▸ Instructions to follow: Rescale the records from the start up to and including the line containing "[[305, 562], [300, 556], [211, 474]]" by rewriting every line, requests and their sample pairs unchanged, with each point coordinate in the answers multiplied by 1.5 and rounded to a whole number, halves rounded up. Give only those lines, and leave the pictures out.
╔══
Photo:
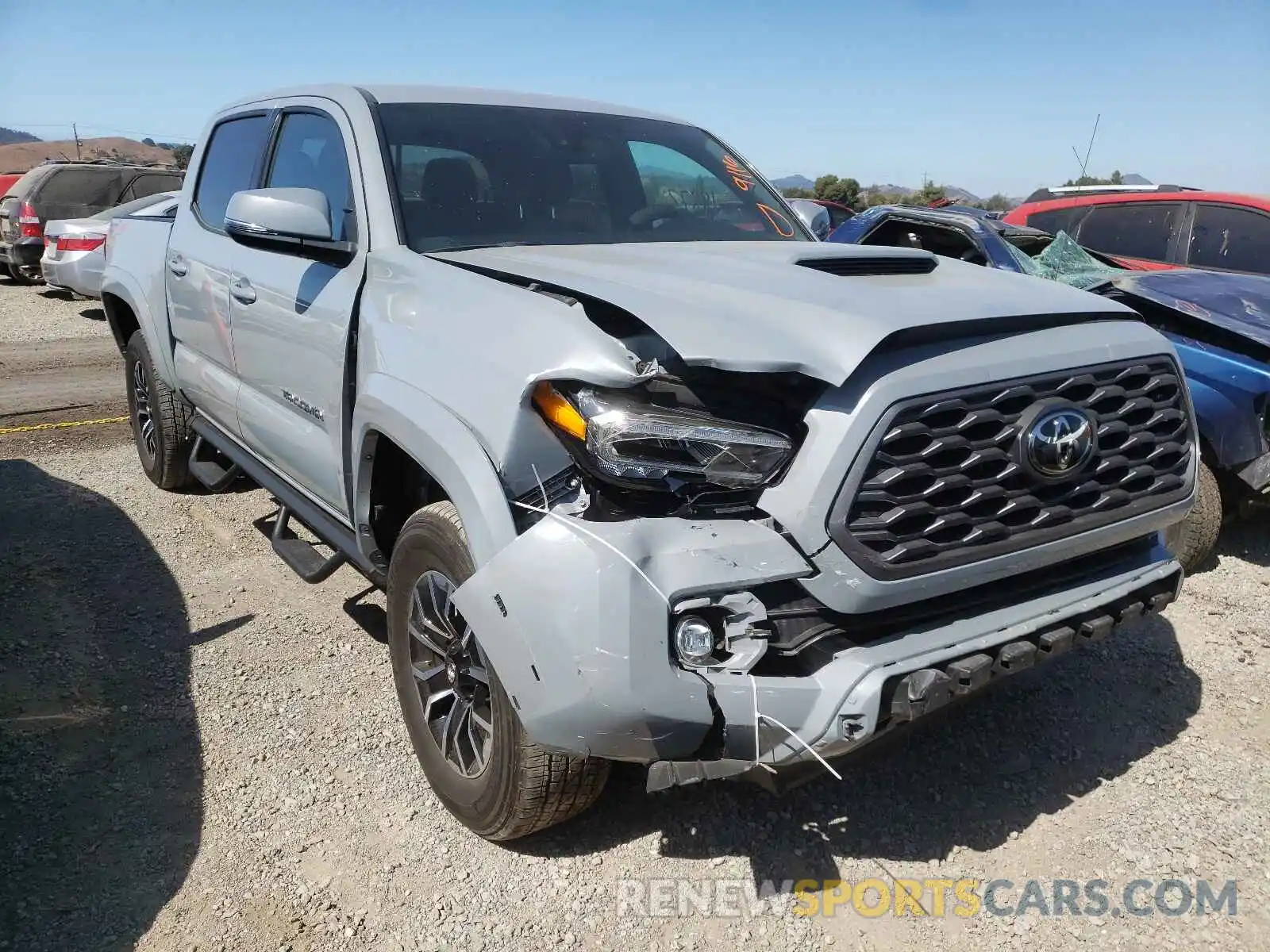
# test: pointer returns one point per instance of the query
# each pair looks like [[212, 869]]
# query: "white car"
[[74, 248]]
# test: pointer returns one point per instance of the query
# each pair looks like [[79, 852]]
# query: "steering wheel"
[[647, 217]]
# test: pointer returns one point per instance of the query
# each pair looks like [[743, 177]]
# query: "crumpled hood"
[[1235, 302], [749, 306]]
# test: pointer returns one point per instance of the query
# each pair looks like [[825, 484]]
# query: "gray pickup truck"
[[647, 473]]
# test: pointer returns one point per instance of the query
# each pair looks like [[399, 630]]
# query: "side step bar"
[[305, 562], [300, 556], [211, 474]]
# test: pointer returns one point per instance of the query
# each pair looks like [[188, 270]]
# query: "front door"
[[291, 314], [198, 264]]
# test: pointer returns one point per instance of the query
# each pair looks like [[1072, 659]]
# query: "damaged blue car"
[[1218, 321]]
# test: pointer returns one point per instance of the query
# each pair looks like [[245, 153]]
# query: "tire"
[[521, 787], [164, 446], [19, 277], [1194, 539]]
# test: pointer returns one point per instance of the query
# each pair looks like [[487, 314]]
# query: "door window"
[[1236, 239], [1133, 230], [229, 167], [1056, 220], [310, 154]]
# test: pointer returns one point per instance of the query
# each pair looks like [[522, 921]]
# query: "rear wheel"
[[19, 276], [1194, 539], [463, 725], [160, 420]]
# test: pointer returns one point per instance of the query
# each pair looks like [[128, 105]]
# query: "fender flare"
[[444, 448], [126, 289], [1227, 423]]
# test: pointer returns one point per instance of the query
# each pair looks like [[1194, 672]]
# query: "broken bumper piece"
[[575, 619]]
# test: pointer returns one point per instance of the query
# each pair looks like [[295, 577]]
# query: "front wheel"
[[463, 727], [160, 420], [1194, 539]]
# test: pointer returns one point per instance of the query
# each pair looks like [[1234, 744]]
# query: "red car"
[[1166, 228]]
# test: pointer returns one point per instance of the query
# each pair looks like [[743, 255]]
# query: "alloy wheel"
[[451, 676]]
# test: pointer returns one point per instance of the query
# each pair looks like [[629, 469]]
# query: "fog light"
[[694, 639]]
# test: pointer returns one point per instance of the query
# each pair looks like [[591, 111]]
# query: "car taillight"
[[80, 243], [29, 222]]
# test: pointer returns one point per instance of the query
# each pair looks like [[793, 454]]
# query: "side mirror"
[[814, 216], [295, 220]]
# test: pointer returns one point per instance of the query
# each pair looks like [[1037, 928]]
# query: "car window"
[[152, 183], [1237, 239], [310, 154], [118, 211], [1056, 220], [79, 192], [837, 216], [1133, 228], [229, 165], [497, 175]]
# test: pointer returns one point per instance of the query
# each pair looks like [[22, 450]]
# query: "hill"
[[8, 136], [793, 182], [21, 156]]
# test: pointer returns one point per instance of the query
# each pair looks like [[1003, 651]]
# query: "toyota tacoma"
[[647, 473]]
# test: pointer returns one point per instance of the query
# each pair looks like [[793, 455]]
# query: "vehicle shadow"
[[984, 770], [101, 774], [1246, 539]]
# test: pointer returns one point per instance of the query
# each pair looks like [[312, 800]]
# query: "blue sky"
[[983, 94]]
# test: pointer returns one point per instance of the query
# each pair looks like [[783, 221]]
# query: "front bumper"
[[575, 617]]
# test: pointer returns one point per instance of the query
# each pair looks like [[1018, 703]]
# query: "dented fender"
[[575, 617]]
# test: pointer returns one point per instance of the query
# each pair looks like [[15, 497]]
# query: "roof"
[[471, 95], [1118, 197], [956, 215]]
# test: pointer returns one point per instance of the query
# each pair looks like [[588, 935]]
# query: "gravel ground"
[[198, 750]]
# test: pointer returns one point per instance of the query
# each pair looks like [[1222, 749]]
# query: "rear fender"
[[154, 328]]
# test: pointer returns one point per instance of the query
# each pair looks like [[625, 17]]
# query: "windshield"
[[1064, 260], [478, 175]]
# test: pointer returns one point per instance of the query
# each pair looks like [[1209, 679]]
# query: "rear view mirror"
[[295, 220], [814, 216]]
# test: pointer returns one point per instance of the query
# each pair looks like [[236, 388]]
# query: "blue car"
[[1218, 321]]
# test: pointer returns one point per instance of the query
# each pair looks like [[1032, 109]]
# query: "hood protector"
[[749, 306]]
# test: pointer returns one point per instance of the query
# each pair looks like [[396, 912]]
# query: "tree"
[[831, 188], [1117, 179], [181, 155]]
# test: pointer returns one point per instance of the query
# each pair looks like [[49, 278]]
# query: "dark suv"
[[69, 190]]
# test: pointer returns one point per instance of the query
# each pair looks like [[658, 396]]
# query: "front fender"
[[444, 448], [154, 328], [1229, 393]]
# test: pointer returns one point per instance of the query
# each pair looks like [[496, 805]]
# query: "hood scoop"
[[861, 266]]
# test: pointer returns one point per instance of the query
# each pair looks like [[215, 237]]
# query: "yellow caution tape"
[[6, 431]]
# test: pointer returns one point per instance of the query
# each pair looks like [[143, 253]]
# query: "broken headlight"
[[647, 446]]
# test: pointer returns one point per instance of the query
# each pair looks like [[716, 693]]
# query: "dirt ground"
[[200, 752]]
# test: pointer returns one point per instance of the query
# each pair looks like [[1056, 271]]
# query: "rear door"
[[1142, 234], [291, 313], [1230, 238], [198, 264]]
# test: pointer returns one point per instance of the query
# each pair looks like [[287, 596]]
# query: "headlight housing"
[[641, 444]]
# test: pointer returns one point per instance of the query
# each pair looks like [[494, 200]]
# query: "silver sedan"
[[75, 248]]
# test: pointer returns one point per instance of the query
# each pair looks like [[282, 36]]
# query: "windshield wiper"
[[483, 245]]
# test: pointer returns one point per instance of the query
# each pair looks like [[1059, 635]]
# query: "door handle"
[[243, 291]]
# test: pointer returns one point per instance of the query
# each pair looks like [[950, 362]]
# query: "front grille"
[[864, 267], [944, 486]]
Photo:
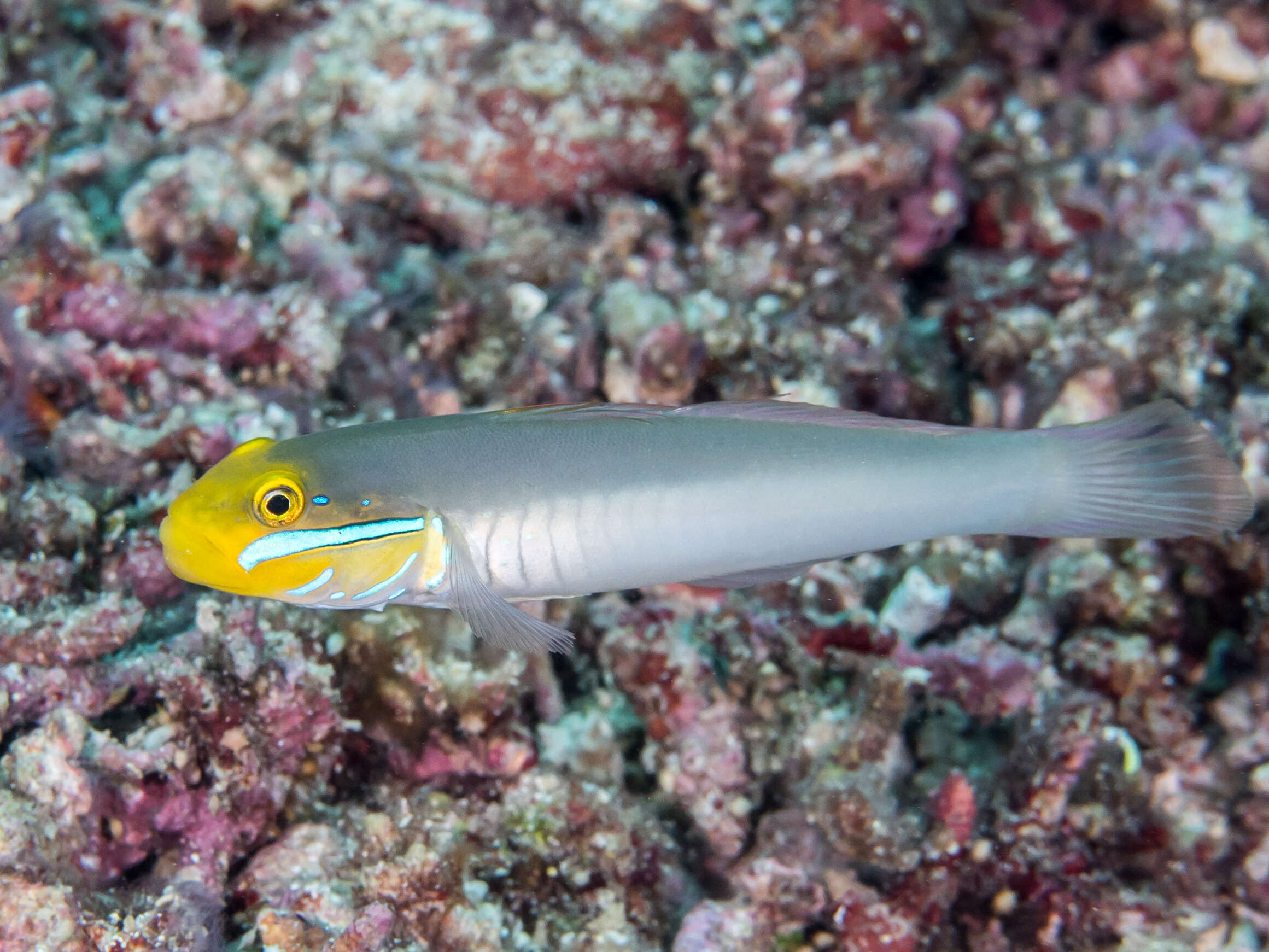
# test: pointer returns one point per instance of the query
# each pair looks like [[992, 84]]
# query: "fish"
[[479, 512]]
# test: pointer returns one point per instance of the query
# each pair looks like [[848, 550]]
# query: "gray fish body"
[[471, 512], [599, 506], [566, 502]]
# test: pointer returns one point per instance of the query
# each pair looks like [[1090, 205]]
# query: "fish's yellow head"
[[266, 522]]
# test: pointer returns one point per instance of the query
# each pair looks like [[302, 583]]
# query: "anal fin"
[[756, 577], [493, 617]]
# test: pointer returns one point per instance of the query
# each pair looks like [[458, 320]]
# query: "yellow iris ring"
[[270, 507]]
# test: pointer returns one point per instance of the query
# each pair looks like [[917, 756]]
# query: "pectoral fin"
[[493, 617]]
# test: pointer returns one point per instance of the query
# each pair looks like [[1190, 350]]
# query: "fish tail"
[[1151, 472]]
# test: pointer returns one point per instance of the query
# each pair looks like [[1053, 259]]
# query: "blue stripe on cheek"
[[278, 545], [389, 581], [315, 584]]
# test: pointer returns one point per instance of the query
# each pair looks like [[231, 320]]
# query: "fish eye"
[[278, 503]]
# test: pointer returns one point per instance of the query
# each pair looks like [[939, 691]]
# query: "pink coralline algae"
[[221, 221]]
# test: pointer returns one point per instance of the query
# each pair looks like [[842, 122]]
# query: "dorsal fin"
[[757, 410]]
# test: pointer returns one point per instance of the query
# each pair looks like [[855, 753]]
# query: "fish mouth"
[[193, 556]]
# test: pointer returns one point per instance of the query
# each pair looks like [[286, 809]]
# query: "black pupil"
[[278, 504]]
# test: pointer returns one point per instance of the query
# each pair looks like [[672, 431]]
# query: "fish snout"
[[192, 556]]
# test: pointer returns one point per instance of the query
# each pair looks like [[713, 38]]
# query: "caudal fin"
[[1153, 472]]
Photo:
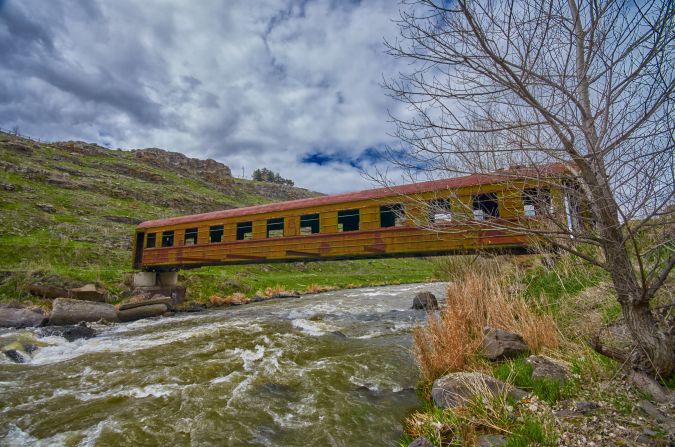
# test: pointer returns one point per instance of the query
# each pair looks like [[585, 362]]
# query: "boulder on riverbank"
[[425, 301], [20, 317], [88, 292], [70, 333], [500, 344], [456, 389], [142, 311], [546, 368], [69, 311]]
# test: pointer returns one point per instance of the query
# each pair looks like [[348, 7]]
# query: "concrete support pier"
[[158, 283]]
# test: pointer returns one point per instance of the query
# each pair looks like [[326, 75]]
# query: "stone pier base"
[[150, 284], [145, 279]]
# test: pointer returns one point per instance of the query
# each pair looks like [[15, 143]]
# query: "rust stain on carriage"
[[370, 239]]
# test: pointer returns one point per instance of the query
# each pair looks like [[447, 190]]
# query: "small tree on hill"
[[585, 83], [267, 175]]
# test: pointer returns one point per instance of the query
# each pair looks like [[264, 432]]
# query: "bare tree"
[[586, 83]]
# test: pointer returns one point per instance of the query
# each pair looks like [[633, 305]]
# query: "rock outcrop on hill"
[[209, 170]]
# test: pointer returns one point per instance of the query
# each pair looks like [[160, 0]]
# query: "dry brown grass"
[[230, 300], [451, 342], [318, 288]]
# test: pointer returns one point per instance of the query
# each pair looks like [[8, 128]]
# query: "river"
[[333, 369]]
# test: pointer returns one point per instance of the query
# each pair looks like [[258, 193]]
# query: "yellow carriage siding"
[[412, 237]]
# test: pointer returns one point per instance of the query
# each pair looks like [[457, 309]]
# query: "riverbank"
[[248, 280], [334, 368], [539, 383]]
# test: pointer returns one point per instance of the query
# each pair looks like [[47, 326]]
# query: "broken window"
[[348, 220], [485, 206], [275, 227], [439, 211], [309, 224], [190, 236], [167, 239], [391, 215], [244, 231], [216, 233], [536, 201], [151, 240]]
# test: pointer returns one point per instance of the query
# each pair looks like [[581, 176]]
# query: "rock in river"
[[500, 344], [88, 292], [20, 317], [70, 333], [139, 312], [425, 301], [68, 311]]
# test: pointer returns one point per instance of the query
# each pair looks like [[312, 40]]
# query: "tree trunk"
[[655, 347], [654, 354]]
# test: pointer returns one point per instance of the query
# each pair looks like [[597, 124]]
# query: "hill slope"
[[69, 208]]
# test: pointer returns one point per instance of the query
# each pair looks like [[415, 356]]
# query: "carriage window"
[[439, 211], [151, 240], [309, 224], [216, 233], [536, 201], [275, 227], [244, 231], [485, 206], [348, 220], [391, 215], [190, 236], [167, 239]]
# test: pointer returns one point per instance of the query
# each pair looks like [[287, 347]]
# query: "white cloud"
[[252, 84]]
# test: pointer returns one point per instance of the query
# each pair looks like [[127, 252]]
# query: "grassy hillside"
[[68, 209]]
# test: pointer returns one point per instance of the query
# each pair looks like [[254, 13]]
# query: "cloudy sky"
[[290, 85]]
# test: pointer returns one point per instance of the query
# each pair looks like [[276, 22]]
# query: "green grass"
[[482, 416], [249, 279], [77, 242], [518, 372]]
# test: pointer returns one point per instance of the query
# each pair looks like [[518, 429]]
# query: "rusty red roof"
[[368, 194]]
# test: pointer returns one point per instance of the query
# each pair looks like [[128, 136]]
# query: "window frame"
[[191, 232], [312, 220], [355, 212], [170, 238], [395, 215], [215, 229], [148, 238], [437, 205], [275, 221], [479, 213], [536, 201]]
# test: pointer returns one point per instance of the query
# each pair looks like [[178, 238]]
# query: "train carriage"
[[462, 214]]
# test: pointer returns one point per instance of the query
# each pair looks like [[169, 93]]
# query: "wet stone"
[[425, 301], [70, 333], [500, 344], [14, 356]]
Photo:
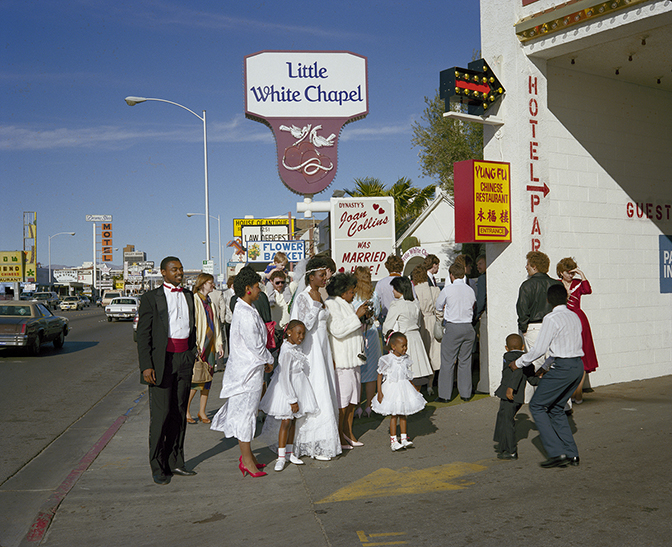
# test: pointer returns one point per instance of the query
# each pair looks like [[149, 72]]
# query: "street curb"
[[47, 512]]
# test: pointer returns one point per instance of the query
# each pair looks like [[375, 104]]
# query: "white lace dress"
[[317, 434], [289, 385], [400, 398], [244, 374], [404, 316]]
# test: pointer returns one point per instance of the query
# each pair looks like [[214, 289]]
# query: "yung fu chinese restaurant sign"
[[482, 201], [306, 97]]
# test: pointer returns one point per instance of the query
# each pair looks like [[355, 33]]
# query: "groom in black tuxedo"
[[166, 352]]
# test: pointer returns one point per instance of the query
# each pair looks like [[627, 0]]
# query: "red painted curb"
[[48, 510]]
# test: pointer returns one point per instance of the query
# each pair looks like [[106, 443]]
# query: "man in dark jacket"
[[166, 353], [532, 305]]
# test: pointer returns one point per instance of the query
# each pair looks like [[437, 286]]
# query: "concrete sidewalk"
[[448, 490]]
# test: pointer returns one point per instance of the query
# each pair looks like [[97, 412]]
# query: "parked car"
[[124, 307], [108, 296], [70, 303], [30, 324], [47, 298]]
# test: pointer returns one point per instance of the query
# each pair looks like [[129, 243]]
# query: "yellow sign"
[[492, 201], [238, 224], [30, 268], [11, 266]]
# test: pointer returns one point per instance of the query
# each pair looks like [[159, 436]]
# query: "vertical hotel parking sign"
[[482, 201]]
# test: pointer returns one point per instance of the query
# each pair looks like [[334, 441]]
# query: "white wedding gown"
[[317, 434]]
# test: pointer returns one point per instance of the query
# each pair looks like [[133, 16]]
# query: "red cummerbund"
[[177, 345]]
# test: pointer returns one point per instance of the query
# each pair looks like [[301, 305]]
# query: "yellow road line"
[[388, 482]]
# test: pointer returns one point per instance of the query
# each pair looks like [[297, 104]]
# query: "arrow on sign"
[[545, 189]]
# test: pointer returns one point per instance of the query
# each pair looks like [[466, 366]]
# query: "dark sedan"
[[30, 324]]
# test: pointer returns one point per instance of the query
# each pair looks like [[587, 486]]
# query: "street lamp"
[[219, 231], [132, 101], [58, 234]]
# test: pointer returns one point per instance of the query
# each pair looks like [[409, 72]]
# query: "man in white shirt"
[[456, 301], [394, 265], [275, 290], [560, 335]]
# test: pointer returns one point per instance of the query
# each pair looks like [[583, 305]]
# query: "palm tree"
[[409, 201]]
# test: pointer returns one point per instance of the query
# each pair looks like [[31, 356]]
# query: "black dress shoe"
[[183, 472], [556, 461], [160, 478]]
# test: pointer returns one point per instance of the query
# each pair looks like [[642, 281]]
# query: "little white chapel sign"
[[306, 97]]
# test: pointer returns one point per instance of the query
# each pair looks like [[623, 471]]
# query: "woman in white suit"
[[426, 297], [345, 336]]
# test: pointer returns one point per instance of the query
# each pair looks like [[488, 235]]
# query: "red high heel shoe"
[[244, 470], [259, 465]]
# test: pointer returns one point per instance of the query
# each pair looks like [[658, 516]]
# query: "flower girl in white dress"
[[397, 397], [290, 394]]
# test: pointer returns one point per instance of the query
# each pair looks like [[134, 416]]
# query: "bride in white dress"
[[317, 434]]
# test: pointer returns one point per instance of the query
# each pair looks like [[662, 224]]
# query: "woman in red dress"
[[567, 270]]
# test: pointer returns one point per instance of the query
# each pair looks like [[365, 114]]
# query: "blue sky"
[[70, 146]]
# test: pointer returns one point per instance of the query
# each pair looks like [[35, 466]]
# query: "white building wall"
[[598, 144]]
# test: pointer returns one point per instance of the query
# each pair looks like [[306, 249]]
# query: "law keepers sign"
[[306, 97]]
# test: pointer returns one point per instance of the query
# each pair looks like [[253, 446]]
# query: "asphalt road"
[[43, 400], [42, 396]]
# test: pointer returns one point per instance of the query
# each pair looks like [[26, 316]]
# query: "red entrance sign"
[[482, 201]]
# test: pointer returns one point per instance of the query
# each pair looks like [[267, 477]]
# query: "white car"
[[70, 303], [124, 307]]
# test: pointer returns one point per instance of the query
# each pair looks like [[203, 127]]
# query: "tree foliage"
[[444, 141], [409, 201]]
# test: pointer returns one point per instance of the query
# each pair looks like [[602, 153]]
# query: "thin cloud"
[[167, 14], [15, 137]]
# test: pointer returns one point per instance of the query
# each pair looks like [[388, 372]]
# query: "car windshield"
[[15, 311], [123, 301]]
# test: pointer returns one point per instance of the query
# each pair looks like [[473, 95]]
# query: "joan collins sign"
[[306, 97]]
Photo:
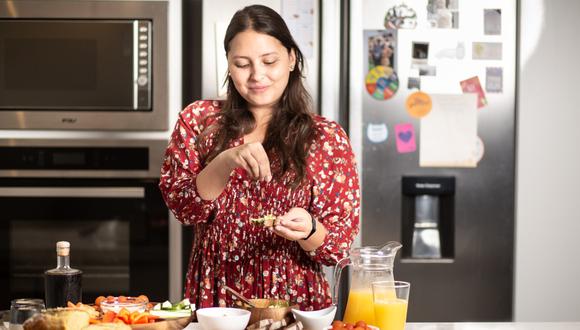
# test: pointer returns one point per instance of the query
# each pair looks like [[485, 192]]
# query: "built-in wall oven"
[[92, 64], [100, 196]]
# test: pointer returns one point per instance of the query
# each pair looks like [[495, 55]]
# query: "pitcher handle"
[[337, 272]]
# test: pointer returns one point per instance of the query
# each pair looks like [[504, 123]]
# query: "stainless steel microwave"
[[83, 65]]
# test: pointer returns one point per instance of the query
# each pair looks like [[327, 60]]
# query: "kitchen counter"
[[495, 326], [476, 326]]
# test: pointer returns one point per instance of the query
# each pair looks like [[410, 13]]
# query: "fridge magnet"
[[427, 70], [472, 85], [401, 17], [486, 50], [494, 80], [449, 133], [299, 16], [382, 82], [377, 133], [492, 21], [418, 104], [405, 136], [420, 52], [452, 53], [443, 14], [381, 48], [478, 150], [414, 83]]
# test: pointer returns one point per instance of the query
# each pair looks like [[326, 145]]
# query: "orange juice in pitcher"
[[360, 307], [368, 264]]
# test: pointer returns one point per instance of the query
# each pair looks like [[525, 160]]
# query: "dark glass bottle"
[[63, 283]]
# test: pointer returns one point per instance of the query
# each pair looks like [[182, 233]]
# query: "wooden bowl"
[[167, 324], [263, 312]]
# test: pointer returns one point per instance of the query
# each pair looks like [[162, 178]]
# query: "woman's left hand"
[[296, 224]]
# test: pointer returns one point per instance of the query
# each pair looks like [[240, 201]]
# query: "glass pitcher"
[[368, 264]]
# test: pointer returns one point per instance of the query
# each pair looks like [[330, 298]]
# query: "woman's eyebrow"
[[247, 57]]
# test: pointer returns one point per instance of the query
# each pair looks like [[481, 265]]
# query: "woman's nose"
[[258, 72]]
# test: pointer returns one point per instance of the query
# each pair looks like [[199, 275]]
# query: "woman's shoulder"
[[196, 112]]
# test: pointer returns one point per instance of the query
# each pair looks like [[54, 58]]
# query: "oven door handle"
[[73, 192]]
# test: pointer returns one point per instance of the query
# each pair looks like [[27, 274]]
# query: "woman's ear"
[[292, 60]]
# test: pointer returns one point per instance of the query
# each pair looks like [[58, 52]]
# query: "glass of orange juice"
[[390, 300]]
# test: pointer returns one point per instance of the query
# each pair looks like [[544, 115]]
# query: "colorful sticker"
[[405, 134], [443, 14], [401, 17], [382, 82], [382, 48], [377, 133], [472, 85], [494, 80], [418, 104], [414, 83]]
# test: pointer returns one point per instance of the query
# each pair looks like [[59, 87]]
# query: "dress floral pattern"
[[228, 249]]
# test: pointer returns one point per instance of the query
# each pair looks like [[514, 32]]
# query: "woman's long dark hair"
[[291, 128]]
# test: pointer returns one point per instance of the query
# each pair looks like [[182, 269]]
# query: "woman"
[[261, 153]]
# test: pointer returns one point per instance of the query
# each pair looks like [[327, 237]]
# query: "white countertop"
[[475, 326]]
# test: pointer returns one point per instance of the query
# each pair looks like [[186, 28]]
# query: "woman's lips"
╚══
▸ Final result:
Photo:
# test: pointer returns one point per instance of the query
# each pair looks like [[212, 869]]
# query: "white car"
[[111, 372]]
# test: pointer returns one point per instance of the query
# each pair looks like [[79, 852]]
# query: "steering wheel"
[[971, 326]]
# test: pointer returns one point per instance of the query
# each pair looks like [[743, 177]]
# query: "crumpled hood"
[[1853, 453], [1124, 459]]
# test: pointer returns one point per instance of the query
# each pair looks like [[825, 484]]
# query: "gray pickup truck"
[[971, 710]]
# test: pointer returns one point per instance of the query
# each pair looks like [[399, 630]]
# query: "side step bar"
[[458, 843], [450, 834], [317, 711]]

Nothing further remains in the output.